TASK BRIEF:
Retyping should cover only the lines from the one containing "Tag the gray" through the final line of the records, with pictures omitted.

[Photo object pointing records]
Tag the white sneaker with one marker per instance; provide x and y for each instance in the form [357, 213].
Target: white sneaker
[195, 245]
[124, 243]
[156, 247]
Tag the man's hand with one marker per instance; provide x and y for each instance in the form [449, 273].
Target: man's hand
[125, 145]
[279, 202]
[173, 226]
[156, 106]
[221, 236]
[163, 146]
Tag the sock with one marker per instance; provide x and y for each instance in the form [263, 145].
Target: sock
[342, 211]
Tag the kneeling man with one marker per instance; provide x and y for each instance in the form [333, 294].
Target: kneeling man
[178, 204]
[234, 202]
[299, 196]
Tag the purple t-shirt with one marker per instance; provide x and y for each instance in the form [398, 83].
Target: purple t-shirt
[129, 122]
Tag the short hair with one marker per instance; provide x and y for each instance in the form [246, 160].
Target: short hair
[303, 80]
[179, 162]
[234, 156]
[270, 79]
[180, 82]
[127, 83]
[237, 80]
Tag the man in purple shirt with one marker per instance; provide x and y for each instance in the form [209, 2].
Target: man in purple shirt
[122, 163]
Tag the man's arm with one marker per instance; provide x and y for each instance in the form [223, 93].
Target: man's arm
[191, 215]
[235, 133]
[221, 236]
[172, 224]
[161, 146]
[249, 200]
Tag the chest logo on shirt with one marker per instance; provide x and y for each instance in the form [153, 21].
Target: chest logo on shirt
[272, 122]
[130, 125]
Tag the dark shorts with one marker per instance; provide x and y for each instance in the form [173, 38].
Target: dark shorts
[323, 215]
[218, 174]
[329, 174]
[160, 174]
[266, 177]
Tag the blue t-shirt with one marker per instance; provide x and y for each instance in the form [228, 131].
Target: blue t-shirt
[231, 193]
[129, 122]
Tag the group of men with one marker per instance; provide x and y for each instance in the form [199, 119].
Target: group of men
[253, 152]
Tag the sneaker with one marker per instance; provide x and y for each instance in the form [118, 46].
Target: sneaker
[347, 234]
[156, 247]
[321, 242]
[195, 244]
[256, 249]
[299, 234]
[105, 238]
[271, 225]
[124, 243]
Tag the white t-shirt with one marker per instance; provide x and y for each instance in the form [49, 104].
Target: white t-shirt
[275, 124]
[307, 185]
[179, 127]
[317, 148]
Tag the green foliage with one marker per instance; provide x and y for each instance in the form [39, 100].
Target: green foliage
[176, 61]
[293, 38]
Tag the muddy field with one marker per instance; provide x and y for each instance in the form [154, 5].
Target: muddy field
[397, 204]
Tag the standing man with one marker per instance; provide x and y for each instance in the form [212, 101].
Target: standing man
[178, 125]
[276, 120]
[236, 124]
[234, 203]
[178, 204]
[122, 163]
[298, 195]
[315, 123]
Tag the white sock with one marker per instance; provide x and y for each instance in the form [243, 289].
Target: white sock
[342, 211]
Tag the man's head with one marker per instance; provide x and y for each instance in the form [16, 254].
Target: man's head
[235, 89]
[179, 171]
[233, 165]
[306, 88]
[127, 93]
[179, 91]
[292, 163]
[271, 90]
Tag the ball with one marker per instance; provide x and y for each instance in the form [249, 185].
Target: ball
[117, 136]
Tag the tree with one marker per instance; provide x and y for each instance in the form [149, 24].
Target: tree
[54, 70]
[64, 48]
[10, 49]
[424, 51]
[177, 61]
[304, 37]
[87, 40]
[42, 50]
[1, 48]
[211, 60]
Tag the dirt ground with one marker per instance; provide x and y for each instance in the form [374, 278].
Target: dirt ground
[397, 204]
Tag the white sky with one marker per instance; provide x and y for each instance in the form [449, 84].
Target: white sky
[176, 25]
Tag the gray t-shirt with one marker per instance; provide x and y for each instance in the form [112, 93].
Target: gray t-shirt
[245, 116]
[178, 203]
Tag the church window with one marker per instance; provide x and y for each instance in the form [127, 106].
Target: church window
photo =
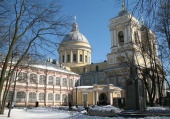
[33, 78]
[81, 58]
[70, 83]
[21, 96]
[74, 57]
[10, 94]
[64, 98]
[85, 70]
[41, 97]
[121, 37]
[57, 81]
[64, 83]
[42, 79]
[85, 97]
[136, 37]
[63, 58]
[32, 97]
[68, 58]
[50, 80]
[86, 58]
[22, 77]
[50, 96]
[97, 68]
[57, 97]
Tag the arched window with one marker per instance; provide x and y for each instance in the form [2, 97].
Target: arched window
[64, 98]
[50, 80]
[121, 37]
[58, 81]
[10, 94]
[86, 58]
[22, 77]
[57, 97]
[74, 58]
[68, 58]
[42, 79]
[32, 97]
[70, 82]
[136, 37]
[85, 69]
[97, 68]
[33, 78]
[63, 58]
[41, 97]
[81, 57]
[64, 83]
[21, 96]
[50, 96]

ANSWER FOR THE TASK:
Tag the gray t-shirt with one marker per instance; provide x and y for each instance in the form [112, 93].
Target: gray t-shirt
[245, 116]
[178, 203]
Tag the church window with one marker per instance; provide x and y for each instance in the form [127, 106].
Target: church window
photo =
[33, 78]
[81, 58]
[70, 83]
[21, 96]
[74, 57]
[10, 94]
[64, 98]
[85, 70]
[41, 97]
[121, 37]
[57, 81]
[64, 83]
[42, 79]
[85, 97]
[136, 37]
[63, 58]
[32, 97]
[68, 58]
[50, 80]
[86, 58]
[22, 77]
[50, 96]
[97, 68]
[57, 97]
Tag the arched window with one marker per instance; provide x and y for each instance in the form [2, 97].
Target: arched window
[64, 98]
[50, 80]
[121, 37]
[58, 81]
[10, 94]
[86, 58]
[22, 77]
[57, 97]
[74, 58]
[68, 58]
[42, 79]
[32, 97]
[70, 82]
[136, 37]
[85, 69]
[97, 68]
[33, 78]
[63, 58]
[41, 97]
[81, 57]
[64, 83]
[21, 96]
[50, 96]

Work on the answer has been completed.